- [Texte à lire]
______________________________

Il n'y a que les honteux qui perdent, c'est-à-dire souvent on ne réussit pas faute de hardiesse.

Jamais honteux n'eut belle amie, c'est-à-dire en amour il faut être entreprenant.

HISTORIQUE

XIIe s. Seigneur, dit l'apostoles, moult est honteus cis fais, Sax. X. Et se la temptacion ravist alcune foiz la pense [pensée] juske al delit [à la volupté], isnelement sunt hontous de l'engin del delit, Job, p. 452.

XIIIe s. Moult ert et pros [preux] et coragos, Et dols et humles et hontos, Partonopex, V. 545.

XVe s. Si le fist le roy asseoir auprès de luy ; et il s'i asseit moult envis, comme celluy qui est le plus honteux de monde ; mais le fist pour la volunté du roy acomplir, Lancelot du lac, t. II, f° 110, dans LACURNE. De moy se devroient bien moquier ; Honteux suy d'y estre venu, Nativité de J. C. Mystère. Je suis votre mere, à qui ne devez rien celer et de qui ne devez estre honteuse, Louis XI, Nouv. XX.

XVIe s. Le bon seigneur que voici, averti de notre pauvreté honteuse, m'a fait dire…, Despériers, Contes, VIII. Il faut que d'un peché, comme d'une maladie honteuse, la descouverture et la correction soit secrette, non pas publique, Amyot, Com. disc. le flatt. de l'ami, 55. Poetus se frappa tout soubdain de ce mesme glaive [dont Arria s'était frappée], honteux, à mon advis, d'avoir eu besoing d'un si cher et precieux enseignement, Montaigne, III, 182.

ÉTYMOLOGIE

Honte ; provenç. anctos ; ital. ontoso.

______________________________

- [Données]

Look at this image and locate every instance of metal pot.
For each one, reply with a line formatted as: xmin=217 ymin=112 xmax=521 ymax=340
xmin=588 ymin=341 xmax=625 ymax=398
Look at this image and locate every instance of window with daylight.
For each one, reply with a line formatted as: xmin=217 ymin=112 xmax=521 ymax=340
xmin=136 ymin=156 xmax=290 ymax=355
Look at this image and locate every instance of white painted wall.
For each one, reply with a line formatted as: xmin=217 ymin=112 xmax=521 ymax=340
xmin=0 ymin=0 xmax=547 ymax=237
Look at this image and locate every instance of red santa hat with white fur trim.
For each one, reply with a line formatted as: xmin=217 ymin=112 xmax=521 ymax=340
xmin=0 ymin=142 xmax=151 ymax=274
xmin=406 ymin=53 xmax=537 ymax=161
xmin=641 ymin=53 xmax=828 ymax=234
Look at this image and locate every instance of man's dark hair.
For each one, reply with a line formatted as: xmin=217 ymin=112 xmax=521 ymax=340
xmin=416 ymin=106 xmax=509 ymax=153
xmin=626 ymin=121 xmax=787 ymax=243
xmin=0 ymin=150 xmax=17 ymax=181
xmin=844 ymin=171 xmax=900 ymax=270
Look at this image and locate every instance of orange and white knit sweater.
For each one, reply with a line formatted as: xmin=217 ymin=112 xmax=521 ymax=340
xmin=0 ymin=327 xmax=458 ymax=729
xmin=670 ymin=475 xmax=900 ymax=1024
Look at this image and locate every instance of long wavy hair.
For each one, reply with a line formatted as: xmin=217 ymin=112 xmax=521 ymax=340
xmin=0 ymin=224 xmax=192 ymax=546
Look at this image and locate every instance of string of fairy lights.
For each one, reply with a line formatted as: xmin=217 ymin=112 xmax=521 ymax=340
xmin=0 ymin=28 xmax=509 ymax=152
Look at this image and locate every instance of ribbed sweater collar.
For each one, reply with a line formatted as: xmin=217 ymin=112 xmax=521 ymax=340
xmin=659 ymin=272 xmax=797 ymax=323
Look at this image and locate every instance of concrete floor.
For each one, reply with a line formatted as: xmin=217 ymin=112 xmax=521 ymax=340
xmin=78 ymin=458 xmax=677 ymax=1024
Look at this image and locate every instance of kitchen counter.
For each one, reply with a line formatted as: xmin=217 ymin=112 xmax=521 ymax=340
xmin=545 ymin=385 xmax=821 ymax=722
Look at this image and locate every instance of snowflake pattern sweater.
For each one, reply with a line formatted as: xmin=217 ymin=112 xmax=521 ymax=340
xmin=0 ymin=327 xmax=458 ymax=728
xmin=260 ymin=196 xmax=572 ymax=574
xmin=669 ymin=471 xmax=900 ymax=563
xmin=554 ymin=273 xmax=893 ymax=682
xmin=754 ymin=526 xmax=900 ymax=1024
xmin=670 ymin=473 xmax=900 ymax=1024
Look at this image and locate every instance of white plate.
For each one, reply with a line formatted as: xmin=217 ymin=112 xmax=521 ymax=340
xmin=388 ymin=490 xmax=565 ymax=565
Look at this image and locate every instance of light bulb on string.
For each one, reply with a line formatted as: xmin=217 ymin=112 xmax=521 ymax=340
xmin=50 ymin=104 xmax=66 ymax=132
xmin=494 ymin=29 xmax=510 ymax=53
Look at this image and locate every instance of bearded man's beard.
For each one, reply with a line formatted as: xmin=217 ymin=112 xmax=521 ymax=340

______________________________

- [Exercices à faire]
1. Reproduisez le passage de l'article sur « honteux » qui va de « XIIe s. Seigneur, dit » jusqu'à « Job, p. 452. ».
2. D'après l'article sur « honteux », quel est le sens du proverbe « Jamais honteux n'eut belle amie » ?

- [Résultats attendus]
1.
XIIe s. Seigneur, dit l'apostoles, moult est honteus cis fais, Sax. X. Et se la temptacion ravist alcune foiz la pense [pensée] juske al delit [à la volupté], isnelement sunt hontous de l'engin del delit, Job, p. 452.

2. En amour, il faut être entreprenant.